> _EXERCISE INPUT_
......

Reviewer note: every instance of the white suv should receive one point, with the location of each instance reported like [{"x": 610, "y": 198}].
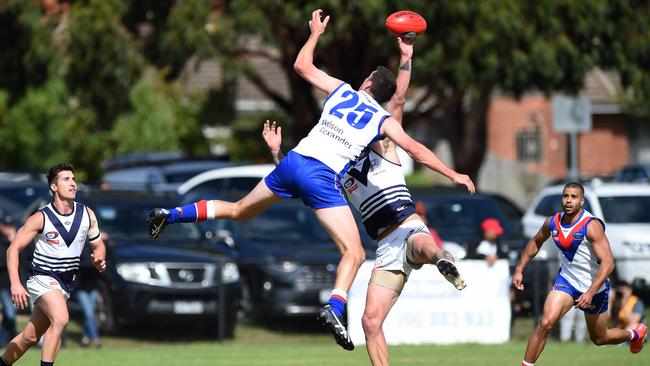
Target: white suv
[{"x": 625, "y": 209}]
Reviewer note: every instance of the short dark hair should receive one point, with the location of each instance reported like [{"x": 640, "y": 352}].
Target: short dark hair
[
  {"x": 56, "y": 169},
  {"x": 383, "y": 84}
]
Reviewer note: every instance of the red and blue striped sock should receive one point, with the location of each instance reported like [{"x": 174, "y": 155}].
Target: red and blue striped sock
[
  {"x": 337, "y": 301},
  {"x": 194, "y": 212}
]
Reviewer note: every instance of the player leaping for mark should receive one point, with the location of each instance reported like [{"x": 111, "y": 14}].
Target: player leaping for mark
[
  {"x": 582, "y": 282},
  {"x": 312, "y": 170}
]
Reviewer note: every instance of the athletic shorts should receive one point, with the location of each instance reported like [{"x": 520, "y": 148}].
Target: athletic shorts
[
  {"x": 303, "y": 177},
  {"x": 599, "y": 303},
  {"x": 391, "y": 250},
  {"x": 40, "y": 284}
]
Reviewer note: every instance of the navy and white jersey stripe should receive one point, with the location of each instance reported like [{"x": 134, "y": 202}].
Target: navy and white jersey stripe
[
  {"x": 377, "y": 189},
  {"x": 60, "y": 243}
]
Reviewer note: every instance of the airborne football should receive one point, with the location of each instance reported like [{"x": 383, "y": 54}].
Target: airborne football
[{"x": 406, "y": 23}]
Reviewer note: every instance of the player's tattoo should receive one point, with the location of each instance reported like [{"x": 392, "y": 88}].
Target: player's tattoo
[
  {"x": 277, "y": 156},
  {"x": 406, "y": 66}
]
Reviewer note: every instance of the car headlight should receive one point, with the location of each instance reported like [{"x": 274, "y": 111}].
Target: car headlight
[
  {"x": 284, "y": 267},
  {"x": 229, "y": 273},
  {"x": 636, "y": 246},
  {"x": 146, "y": 273}
]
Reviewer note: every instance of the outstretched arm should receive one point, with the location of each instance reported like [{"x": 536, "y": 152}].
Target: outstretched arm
[
  {"x": 24, "y": 236},
  {"x": 600, "y": 245},
  {"x": 396, "y": 104},
  {"x": 304, "y": 64},
  {"x": 272, "y": 134},
  {"x": 393, "y": 129},
  {"x": 530, "y": 251}
]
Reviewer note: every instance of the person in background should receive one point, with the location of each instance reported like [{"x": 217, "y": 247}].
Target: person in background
[
  {"x": 7, "y": 234},
  {"x": 488, "y": 246},
  {"x": 629, "y": 309},
  {"x": 86, "y": 293}
]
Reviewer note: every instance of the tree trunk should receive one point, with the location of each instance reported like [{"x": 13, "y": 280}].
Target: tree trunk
[{"x": 465, "y": 128}]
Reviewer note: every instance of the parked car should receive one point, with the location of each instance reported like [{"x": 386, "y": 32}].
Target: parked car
[
  {"x": 639, "y": 173},
  {"x": 623, "y": 207},
  {"x": 240, "y": 179},
  {"x": 286, "y": 259},
  {"x": 155, "y": 171},
  {"x": 180, "y": 278}
]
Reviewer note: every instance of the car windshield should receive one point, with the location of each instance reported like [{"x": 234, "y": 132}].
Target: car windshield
[
  {"x": 128, "y": 222},
  {"x": 25, "y": 195},
  {"x": 626, "y": 209},
  {"x": 284, "y": 224}
]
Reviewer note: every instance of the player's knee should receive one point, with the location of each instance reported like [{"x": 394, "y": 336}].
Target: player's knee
[
  {"x": 598, "y": 340},
  {"x": 59, "y": 323},
  {"x": 371, "y": 324},
  {"x": 29, "y": 338},
  {"x": 545, "y": 325}
]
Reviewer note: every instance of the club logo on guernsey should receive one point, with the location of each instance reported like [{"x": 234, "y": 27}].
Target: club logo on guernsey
[{"x": 52, "y": 237}]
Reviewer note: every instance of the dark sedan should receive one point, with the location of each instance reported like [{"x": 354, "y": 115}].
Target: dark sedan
[
  {"x": 179, "y": 278},
  {"x": 287, "y": 261}
]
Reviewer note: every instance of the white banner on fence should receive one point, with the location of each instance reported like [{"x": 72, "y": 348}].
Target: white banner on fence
[{"x": 431, "y": 310}]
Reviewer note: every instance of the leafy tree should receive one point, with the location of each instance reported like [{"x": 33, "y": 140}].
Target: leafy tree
[{"x": 161, "y": 119}]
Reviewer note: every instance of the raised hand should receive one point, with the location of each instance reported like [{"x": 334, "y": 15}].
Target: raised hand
[
  {"x": 272, "y": 134},
  {"x": 316, "y": 25}
]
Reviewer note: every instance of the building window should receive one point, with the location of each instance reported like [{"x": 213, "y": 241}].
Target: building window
[{"x": 529, "y": 145}]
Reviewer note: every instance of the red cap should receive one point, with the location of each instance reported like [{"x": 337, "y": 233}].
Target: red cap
[{"x": 492, "y": 224}]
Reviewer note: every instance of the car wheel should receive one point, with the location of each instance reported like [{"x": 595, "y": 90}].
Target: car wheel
[{"x": 104, "y": 311}]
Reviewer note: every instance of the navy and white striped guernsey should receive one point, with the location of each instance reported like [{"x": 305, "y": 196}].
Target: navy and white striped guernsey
[
  {"x": 377, "y": 189},
  {"x": 60, "y": 243}
]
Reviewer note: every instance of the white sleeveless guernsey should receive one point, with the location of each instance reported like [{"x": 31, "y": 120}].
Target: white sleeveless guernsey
[
  {"x": 579, "y": 263},
  {"x": 350, "y": 121},
  {"x": 376, "y": 187},
  {"x": 60, "y": 243}
]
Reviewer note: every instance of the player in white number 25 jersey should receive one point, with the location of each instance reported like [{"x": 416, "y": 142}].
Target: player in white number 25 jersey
[
  {"x": 351, "y": 120},
  {"x": 374, "y": 185}
]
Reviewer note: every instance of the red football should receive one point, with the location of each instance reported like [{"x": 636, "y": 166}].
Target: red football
[{"x": 406, "y": 21}]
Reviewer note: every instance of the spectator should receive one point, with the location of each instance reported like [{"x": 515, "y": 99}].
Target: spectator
[
  {"x": 488, "y": 246},
  {"x": 421, "y": 210},
  {"x": 628, "y": 309},
  {"x": 86, "y": 293},
  {"x": 7, "y": 233}
]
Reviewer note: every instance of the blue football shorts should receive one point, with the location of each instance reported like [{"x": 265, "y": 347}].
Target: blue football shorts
[
  {"x": 599, "y": 303},
  {"x": 304, "y": 177}
]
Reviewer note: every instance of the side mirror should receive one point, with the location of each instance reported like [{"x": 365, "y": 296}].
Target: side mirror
[{"x": 221, "y": 236}]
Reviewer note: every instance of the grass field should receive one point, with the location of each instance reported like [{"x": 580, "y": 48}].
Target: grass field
[{"x": 259, "y": 346}]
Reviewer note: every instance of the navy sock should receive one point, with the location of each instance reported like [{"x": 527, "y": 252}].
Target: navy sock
[{"x": 337, "y": 302}]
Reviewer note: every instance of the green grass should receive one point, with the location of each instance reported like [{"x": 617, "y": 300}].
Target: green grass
[{"x": 260, "y": 346}]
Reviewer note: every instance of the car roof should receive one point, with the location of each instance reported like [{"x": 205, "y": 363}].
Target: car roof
[
  {"x": 605, "y": 189},
  {"x": 244, "y": 171}
]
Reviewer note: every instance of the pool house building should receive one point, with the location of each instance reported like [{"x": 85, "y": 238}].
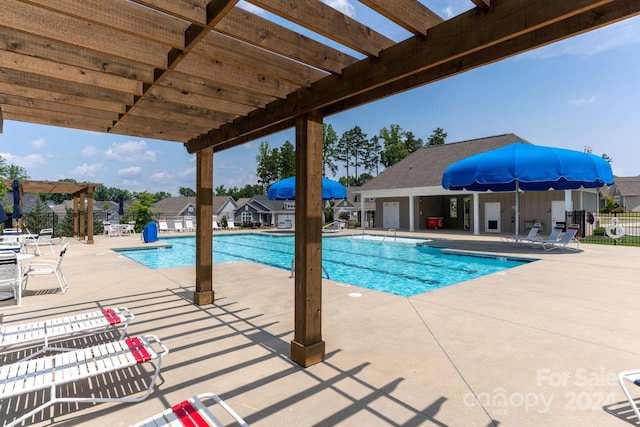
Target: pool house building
[{"x": 409, "y": 195}]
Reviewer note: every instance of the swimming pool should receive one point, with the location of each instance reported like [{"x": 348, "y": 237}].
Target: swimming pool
[{"x": 401, "y": 268}]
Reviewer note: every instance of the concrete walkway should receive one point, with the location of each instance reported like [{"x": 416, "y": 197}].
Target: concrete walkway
[{"x": 537, "y": 345}]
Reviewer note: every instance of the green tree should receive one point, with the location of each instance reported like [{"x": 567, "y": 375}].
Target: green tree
[
  {"x": 140, "y": 210},
  {"x": 156, "y": 196},
  {"x": 329, "y": 141},
  {"x": 220, "y": 191},
  {"x": 412, "y": 143},
  {"x": 16, "y": 172},
  {"x": 287, "y": 161},
  {"x": 186, "y": 192},
  {"x": 437, "y": 137},
  {"x": 394, "y": 147},
  {"x": 352, "y": 149},
  {"x": 267, "y": 169}
]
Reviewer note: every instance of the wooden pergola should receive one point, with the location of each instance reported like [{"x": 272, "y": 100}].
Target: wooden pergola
[
  {"x": 82, "y": 193},
  {"x": 212, "y": 75}
]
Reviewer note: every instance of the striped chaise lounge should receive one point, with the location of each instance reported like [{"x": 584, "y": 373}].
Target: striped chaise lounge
[
  {"x": 53, "y": 371},
  {"x": 191, "y": 412},
  {"x": 93, "y": 322}
]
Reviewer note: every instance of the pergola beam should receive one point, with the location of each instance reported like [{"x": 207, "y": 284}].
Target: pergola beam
[{"x": 453, "y": 39}]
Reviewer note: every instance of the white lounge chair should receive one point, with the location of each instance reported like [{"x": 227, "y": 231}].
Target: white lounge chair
[
  {"x": 10, "y": 279},
  {"x": 93, "y": 322},
  {"x": 632, "y": 377},
  {"x": 44, "y": 238},
  {"x": 564, "y": 241},
  {"x": 530, "y": 237},
  {"x": 53, "y": 371},
  {"x": 46, "y": 267},
  {"x": 552, "y": 237},
  {"x": 191, "y": 412}
]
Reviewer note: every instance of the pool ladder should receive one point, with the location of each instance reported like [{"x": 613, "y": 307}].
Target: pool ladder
[
  {"x": 293, "y": 268},
  {"x": 395, "y": 234}
]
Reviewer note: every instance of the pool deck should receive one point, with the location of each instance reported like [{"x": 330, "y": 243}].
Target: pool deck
[{"x": 537, "y": 345}]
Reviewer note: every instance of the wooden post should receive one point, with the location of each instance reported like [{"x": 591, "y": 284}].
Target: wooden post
[
  {"x": 76, "y": 216},
  {"x": 204, "y": 228},
  {"x": 90, "y": 216},
  {"x": 307, "y": 347}
]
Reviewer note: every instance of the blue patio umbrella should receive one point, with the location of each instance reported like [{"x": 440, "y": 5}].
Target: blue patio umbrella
[
  {"x": 286, "y": 189},
  {"x": 527, "y": 167},
  {"x": 17, "y": 211}
]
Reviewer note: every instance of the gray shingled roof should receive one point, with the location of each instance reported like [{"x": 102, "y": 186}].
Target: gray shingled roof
[
  {"x": 424, "y": 167},
  {"x": 628, "y": 186}
]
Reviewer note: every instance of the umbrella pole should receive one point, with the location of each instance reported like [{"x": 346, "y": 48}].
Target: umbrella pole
[{"x": 517, "y": 215}]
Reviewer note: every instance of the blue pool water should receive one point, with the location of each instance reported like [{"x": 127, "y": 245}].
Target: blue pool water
[{"x": 399, "y": 268}]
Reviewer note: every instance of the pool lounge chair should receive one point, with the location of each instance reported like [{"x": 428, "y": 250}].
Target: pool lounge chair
[
  {"x": 533, "y": 235},
  {"x": 100, "y": 361},
  {"x": 46, "y": 267},
  {"x": 93, "y": 322},
  {"x": 552, "y": 237},
  {"x": 564, "y": 241},
  {"x": 191, "y": 412}
]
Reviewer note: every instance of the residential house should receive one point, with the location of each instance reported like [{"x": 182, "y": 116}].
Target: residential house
[
  {"x": 409, "y": 195},
  {"x": 181, "y": 208},
  {"x": 259, "y": 210},
  {"x": 626, "y": 193}
]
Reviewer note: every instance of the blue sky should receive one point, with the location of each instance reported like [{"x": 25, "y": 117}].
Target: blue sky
[{"x": 579, "y": 92}]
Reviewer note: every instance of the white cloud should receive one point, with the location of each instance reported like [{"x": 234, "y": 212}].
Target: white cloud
[
  {"x": 583, "y": 101},
  {"x": 89, "y": 151},
  {"x": 86, "y": 170},
  {"x": 28, "y": 161},
  {"x": 343, "y": 6},
  {"x": 188, "y": 172},
  {"x": 594, "y": 42},
  {"x": 38, "y": 144},
  {"x": 162, "y": 177},
  {"x": 129, "y": 172},
  {"x": 131, "y": 151}
]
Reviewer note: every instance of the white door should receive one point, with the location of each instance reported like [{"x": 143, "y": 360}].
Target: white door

......

> _THE PROBLEM_
Every line above that holds the word "door" needs to be copied.

> _OUTPUT OF THE TASK_
Reviewer note: every instance of the white door should receive one point, with the location of each instance reported like [{"x": 143, "y": 360}].
Target: white door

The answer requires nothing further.